Tuesday, July 31, 2012
Grand Ballroom
A good development of garlic bulbs and cloves differentiation require cold weather and short photoperiod at early development phases, followed by high temperatures and long photoperiods until the harvest; If cold requirements are not met, a high incidence of defects bulbs is observed. The mechanism by which the low environmental temperatures start molecular expressions of genes that lead to the bulb formation is not known. The objectives of this work were differentially to describe the transcriptome profile of garlic sprouts of cloves stored at 5 °C during five weeks and room temperature (RT) as well as to observe the plant developing and quality bulbs in both storage conditions. Two storage conditions were studied; i) garlic bulbs (cv. Coreano) stored at RT for two consecutive seasons (2009–10 and 2010–11) (RTxRT) and ii) garlic bulbs stored for 5 weeks at 5 °C in both seasons (5x5). One cloves set of each condition storage were planted at Cosio Aguascalientes, Mexico to study their development in field. The DNAc 5x5 sprouts created a library of 85 clones whose bio informatics analysis showed 28 unigenes; 64.28% were stress response proteins, 14.28% were metabolism proteins, 10.71% structural proteins, 7.14% transcription factors and 3.57 % without homology. Differential hybridization of 5x5 and RTxRT libraries and its Southern analysis identified 48 constituent genes, 20 over expressed genes (eleven were phenyl alanine ammonium lyase isozymes and two related to fructans metabolism) and 17 repressed genes. Plants from cloves stored at 5 °C ahead the harvest time 42 days in comparison with RT plants, but they had lower height, yield and leaves number but also low incidence of undifferentiated bulbs.

[Aim of the task] Render the following sentence from the abstract on garlic clove storage into Spanish: "The mechanism by which the low environmental temperatures start molecular expressions of genes that lead to the bulb formation is not known."

[Extracted records]
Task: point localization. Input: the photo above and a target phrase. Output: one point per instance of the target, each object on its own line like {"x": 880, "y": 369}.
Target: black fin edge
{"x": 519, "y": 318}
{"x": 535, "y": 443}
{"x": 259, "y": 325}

[Task response] No se conoce el mecanismo por el cual las bajas temperaturas ambientales inician las expresiones moleculares de los genes que conducen a la formación del bulbo.